(名前のついたものを探す項目)
+ + +
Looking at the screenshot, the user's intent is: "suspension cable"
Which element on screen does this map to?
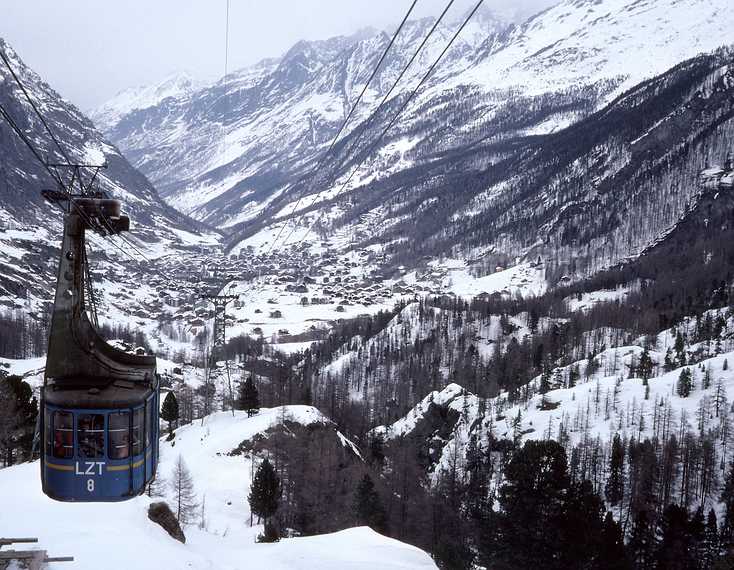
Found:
[284,0,484,246]
[283,0,462,245]
[266,0,422,255]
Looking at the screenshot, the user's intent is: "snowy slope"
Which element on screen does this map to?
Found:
[93,0,734,248]
[89,72,207,131]
[374,340,734,484]
[0,406,436,570]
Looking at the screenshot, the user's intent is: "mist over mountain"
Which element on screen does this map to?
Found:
[0,0,734,570]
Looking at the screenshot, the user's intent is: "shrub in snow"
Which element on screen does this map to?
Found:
[148,501,186,544]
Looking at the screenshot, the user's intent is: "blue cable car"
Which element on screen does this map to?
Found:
[40,195,159,501]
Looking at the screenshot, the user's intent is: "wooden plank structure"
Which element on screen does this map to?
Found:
[0,537,74,570]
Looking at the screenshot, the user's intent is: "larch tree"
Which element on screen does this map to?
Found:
[354,473,387,534]
[239,376,260,418]
[169,455,199,525]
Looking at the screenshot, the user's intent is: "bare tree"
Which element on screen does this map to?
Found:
[170,454,199,524]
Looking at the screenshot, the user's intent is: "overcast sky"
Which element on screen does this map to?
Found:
[0,0,554,110]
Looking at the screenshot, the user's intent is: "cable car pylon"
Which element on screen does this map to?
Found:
[200,293,240,414]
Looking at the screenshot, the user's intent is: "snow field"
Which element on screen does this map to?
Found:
[0,406,436,570]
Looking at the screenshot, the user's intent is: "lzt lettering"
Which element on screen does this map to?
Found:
[74,461,104,475]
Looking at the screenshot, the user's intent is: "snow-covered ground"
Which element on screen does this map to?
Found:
[0,406,436,570]
[374,346,734,483]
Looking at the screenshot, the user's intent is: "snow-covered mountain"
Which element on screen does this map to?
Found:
[96,0,734,278]
[93,7,507,226]
[89,72,203,131]
[0,40,220,344]
[0,406,436,570]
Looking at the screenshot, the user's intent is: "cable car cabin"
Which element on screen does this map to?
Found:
[41,198,159,501]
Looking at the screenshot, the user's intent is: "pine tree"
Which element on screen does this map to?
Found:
[492,440,569,568]
[170,455,199,525]
[161,392,178,434]
[637,348,652,385]
[239,376,260,418]
[673,331,686,366]
[629,510,655,570]
[677,368,693,398]
[247,458,280,523]
[354,473,387,534]
[146,471,167,498]
[721,461,734,549]
[604,434,624,506]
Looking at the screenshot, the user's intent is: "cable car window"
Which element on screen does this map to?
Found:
[107,412,130,459]
[133,408,145,455]
[53,412,74,459]
[145,400,153,447]
[76,414,104,457]
[43,409,54,455]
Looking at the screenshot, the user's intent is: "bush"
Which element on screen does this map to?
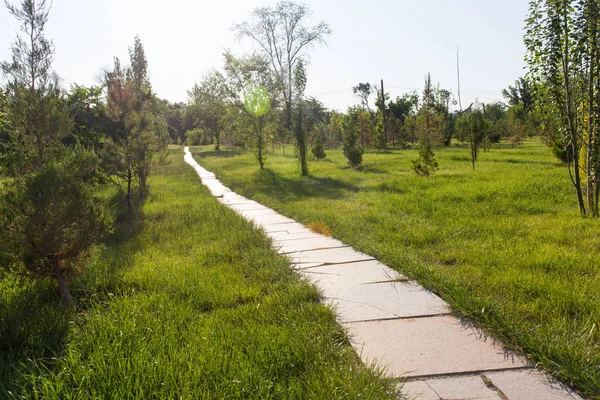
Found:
[311,135,327,160]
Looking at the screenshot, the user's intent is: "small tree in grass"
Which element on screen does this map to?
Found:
[0,149,112,304]
[343,112,363,168]
[375,112,387,151]
[311,126,327,160]
[0,0,111,303]
[412,74,439,176]
[244,83,271,169]
[456,110,490,169]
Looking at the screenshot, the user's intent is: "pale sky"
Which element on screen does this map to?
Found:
[0,0,528,110]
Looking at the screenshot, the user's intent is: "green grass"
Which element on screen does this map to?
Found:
[193,140,600,398]
[0,150,396,399]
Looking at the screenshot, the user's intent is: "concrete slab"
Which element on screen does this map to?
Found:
[236,207,279,217]
[288,247,375,264]
[319,282,450,322]
[273,236,348,254]
[485,369,581,400]
[344,316,527,377]
[245,214,302,228]
[229,201,274,212]
[402,375,504,400]
[401,381,442,400]
[217,192,255,206]
[267,231,323,241]
[304,260,405,285]
[263,222,312,233]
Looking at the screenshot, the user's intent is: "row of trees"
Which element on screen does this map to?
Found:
[0,0,171,304]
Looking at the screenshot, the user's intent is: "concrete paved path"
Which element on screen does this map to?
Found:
[185,147,580,400]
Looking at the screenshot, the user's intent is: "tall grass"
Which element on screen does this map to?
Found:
[194,140,600,398]
[0,150,397,399]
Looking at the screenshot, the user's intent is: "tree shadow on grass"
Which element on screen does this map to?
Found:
[0,191,149,398]
[248,169,360,202]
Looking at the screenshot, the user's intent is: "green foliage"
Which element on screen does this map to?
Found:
[102,55,164,216]
[63,84,110,149]
[0,151,398,400]
[344,111,364,168]
[375,112,387,151]
[412,141,439,176]
[0,148,112,303]
[456,109,490,169]
[412,74,442,176]
[185,128,205,146]
[294,103,308,176]
[188,69,231,151]
[197,139,600,398]
[524,0,600,217]
[311,129,327,160]
[233,1,331,126]
[352,82,375,112]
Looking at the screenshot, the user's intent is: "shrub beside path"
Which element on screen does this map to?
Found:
[184,147,581,400]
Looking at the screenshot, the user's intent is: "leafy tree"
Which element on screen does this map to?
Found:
[188,69,231,150]
[356,109,373,151]
[224,51,278,169]
[386,113,410,148]
[244,84,271,169]
[311,124,327,160]
[63,84,115,149]
[342,112,364,168]
[520,0,600,216]
[375,112,387,151]
[233,1,331,129]
[103,59,158,216]
[185,128,205,146]
[388,92,419,125]
[0,0,110,304]
[412,74,440,176]
[328,112,344,148]
[502,78,534,112]
[294,59,308,176]
[482,101,506,143]
[0,148,112,304]
[352,82,374,113]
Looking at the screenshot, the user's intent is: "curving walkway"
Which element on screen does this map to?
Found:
[185,147,580,400]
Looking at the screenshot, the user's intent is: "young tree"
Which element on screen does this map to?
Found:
[311,124,327,160]
[0,148,112,305]
[356,108,373,152]
[352,82,374,113]
[244,84,271,169]
[342,112,364,168]
[456,110,489,170]
[233,1,331,129]
[412,74,440,176]
[525,0,600,216]
[0,0,110,304]
[188,69,231,151]
[103,59,158,216]
[294,59,308,176]
[224,51,279,169]
[375,112,387,151]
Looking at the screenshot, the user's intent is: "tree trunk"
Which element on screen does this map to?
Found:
[125,172,133,217]
[54,261,73,306]
[562,1,586,216]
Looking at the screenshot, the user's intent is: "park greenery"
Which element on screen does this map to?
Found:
[0,0,600,398]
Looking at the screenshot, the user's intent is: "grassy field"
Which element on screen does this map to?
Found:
[0,149,396,399]
[193,140,600,398]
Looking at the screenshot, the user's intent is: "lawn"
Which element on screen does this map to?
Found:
[0,149,397,399]
[192,139,600,398]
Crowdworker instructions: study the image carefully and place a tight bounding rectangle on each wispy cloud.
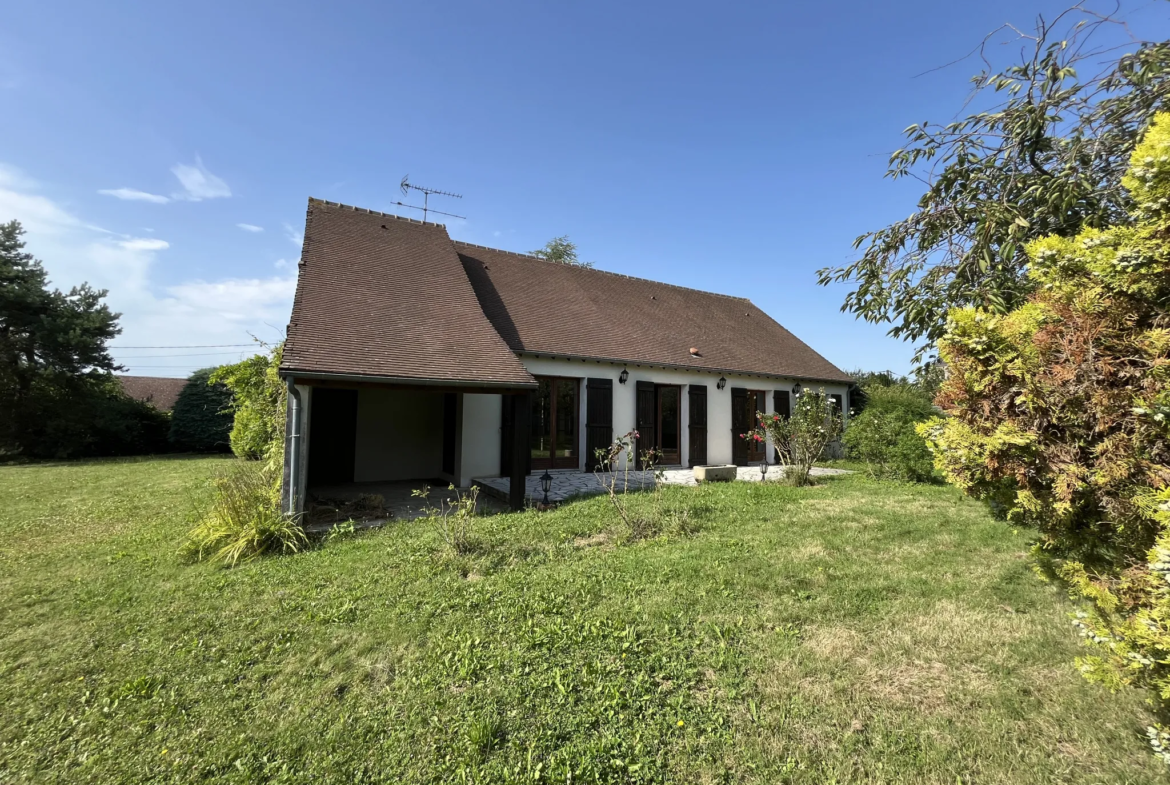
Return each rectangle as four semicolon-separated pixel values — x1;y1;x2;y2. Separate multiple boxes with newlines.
284;223;304;248
98;188;171;205
118;237;171;250
0;165;297;377
171;156;232;201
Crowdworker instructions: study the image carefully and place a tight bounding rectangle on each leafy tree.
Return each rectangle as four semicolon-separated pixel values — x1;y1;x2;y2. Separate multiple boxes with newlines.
920;113;1170;762
532;234;593;267
818;4;1170;357
844;379;935;482
171;369;233;453
0;221;138;457
211;344;285;460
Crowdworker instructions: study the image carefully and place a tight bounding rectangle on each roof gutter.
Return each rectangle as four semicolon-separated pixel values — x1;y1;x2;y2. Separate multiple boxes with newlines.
516;351;854;385
280;369;537;390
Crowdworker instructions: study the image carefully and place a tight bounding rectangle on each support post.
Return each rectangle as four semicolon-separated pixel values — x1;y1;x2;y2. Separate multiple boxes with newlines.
505;393;532;510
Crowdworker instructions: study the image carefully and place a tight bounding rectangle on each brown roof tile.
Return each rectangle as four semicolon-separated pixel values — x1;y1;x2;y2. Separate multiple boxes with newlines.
281;199;534;386
455;242;851;383
115;376;187;412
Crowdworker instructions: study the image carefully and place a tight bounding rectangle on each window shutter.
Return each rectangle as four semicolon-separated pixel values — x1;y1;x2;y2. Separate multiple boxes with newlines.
585;379;613;471
772;390;792;420
687;385;707;466
634;381;658;469
731;387;751;466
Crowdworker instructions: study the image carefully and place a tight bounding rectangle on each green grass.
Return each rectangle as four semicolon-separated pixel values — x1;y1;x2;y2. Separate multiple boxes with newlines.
0;459;1165;785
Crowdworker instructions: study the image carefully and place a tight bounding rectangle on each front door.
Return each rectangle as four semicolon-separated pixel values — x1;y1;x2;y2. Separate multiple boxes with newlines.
531;377;580;470
658;385;682;466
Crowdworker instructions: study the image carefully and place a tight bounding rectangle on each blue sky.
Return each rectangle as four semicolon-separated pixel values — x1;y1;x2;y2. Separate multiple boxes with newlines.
0;0;1168;376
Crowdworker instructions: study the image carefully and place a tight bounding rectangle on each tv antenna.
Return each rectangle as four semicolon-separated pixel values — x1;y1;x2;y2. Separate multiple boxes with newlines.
394;174;467;223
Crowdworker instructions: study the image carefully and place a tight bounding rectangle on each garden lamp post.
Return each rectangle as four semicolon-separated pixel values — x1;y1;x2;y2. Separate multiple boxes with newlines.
541;469;552;504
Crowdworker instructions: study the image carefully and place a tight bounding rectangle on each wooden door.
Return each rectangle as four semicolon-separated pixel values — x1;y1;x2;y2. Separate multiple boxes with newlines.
530;377;580;470
687;385;707;467
634;381;658;469
655;385;682;466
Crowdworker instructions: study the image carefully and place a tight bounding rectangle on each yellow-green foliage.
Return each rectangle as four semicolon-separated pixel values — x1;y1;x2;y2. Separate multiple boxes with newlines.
212;344;284;460
920;115;1170;762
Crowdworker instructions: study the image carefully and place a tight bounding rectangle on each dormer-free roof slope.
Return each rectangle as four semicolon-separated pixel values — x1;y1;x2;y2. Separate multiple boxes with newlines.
281;199;536;387
281;199;851;387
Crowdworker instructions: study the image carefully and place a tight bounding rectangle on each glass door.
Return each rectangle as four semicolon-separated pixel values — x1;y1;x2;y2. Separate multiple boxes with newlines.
531;377;580;470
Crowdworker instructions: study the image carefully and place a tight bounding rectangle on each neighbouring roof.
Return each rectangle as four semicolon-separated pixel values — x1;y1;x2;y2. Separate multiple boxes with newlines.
281;199;535;387
281;199;851;386
115;376;187;412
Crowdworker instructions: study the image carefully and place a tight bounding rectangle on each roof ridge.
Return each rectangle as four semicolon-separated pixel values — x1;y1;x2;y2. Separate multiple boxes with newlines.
309;197;447;229
452;240;751;303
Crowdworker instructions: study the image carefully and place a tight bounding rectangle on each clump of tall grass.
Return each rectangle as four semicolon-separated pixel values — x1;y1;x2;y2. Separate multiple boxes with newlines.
+ + +
__やること__. 「each front door.」がある行から「920;115;1170;762」がある行までの項目を、「内容」と「答え」の2列のCSVに書き直してください。項目ごとに1行とし、それぞれの文と答えを引用符つきの1つの欄に入れ、改行は空白に置き換えてください。

__出力結果__.
内容,答え
"Crowdworker instructions: study the image carefully and place a tight bounding rectangle on each front door. Return each rectangle as four semicolon-separated pixel values — x1;y1;x2;y2. Separate multiple boxes with newlines.","531;377;580;470 658;385;682;466"
"Crowdworker instructions: study the image carefully and place a tight bounding rectangle on each blue sky. Return each rectangle as four semicolon-separated pixel values — x1;y1;x2;y2. Separate multiple boxes with newlines.","0;0;1168;376"
"Crowdworker instructions: study the image carefully and place a tight bounding rectangle on each tv antenna. Return each rectangle as four semicolon-separated pixel values — x1;y1;x2;y2. Separate multiple boxes with newlines.","394;174;467;223"
"Crowdworker instructions: study the image carefully and place a tight bounding rectangle on each garden lamp post. Return each rectangle as four semicolon-separated pixel values — x1;y1;x2;y2. Separate multiple boxes with newlines.","541;469;552;504"
"Crowdworker instructions: study the image carefully and place a tight bounding rectangle on each wooden door. Return each rectangle as four semicolon-separated pixel values — x1;y1;x2;y2. Separate multiple boxes with newlines.","530;377;580;470 687;385;707;467 634;381;658;469 655;385;682;466"
"Crowdworker instructions: study the image carefully and place a tight bounding rectangle on each yellow-green foliage. Return each rectangle as four semicolon-separated pixel values — x1;y1;x2;y2. Separate multiple boxes with newlines.","212;344;284;460 920;115;1170;762"